From the peanut butter cookie post, return word for word the passage starting with "This post may" and going on through "questions and answers.".

- **Extract to read**:
----

This post may contain affiliate links. Please see my full disclosure for details.
Hi Bold Bakers!
If you’re anything like me, you’re an avid peanut butter lover. My favorite way to enjoy the nutty flavor and creamy texture of peanut butter is with this classic homemade peanut butter cookies recipe.
IMPORTANT NOTE: This recipe was updated and improved on 6/16/2023 to include the most commonly and frequently asked questions and answers.
Who doesn’t have happy childhood memories of making or eating peanut butter cookies? With a crosshatch pattern on top and a chewy bite and nutty sweet taste, three-ingredient peanut butter cookies are a classic.
Since Bold Baking is all about giving you the confidence to bake anytime, anywhere, behold my 3-Ingredient Cookies and this easy peanut butter cookies recipe. That means no baking powder, flour, baking soda, or butter is necessary. All you need are peanut butter, sugar, and eggs. (If you have a few more ingredients, though, you can try my Best-Ever Peanut Butter Cookies, too!)
The Best Peanut Butter For Making Peanut Butter Cookies
If you tell anyone I said this, I will deny it and say that you are lying. The best peanut butter to use in this recipe is cheap, smooth peanut butter. The brand you want to use is probably the one you grew up on, but don’t buy anymore at the store.
Nothing against my Homemade Peanut Butter recipe, but it just doesn’t yield you the best peanut butter cookie with the fullest peanut butter flavor. If you find your cookies are too crumbly, it can be a result of a more quality peanut butter. Sometimes the perfect peanut butter is the most affordable kind.
Ratio of Ingredients For 3-Ingredient Peanut Butter Cookies
My 3-Ingredient Peanut Butter Cookie recipe is truly as easy as 1, 2, 3, meaning you can whip them up on any old day. This recipe is pretty much magic, made with just 1 cup of creamy peanut butter, 1 cup of sugar, and 1 egg. The 1-to-1 ratio really makes this recipe easy to remember.
What You’ll Need To Make Homemade Peanut Butter Cookies
- Large cookie sheet (or baking sheet) and parchment paper.

----

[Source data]
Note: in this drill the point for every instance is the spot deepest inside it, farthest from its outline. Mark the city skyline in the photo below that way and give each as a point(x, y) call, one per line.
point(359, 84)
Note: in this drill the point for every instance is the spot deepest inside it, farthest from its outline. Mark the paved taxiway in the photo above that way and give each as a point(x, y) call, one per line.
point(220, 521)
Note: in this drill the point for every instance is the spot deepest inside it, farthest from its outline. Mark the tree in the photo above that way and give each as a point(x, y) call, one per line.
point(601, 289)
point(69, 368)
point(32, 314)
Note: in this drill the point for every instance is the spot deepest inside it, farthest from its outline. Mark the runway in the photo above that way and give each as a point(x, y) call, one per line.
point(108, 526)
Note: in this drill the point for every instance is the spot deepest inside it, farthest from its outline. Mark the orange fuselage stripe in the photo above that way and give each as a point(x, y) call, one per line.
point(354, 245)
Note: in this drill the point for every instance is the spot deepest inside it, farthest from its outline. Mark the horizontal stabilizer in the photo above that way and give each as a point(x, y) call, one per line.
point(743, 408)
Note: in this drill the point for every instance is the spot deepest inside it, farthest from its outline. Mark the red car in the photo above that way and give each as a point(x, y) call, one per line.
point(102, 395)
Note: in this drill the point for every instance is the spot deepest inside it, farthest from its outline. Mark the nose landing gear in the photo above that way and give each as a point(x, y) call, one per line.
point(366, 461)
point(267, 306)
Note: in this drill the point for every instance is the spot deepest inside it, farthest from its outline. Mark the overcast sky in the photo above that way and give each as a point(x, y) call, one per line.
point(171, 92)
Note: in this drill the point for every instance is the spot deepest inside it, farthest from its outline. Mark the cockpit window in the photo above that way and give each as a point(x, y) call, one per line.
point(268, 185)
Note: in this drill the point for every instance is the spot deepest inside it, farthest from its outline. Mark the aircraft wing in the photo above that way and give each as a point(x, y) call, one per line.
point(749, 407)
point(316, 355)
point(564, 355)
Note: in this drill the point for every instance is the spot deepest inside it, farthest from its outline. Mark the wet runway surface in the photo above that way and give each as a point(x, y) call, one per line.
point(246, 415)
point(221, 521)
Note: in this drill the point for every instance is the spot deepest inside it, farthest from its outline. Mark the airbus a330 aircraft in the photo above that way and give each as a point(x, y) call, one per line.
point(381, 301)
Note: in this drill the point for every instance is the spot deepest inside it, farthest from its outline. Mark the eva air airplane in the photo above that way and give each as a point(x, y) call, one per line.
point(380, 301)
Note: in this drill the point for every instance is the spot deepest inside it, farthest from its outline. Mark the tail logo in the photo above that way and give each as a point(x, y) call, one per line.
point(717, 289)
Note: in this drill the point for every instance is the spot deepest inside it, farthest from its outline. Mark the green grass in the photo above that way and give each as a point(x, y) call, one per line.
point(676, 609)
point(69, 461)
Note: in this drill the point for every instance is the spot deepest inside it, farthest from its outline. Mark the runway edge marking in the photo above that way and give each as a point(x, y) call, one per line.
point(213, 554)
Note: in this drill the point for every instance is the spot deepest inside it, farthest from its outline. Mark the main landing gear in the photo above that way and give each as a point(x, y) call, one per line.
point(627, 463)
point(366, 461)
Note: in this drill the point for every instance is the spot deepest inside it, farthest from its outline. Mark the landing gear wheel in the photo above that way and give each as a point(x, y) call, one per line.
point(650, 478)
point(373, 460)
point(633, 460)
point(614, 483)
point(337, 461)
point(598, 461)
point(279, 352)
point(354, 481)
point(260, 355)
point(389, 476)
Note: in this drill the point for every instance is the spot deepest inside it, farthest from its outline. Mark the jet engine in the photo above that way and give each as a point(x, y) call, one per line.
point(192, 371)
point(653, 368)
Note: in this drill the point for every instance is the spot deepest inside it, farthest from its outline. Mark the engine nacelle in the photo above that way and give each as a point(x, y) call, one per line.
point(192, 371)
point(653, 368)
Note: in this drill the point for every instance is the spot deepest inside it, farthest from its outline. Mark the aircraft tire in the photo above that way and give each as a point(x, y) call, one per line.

----

- **Correct answer**:
This post may contain affiliate links. Please see my full disclosure for details.
Hi Bold Bakers!
If you’re anything like me, you’re an avid peanut butter lover. My favorite way to enjoy the nutty flavor and creamy texture of peanut butter is with this classic homemade peanut butter cookies recipe.
IMPORTANT NOTE: This recipe was updated and improved on 6/16/2023 to include the most commonly and frequently asked questions and answers.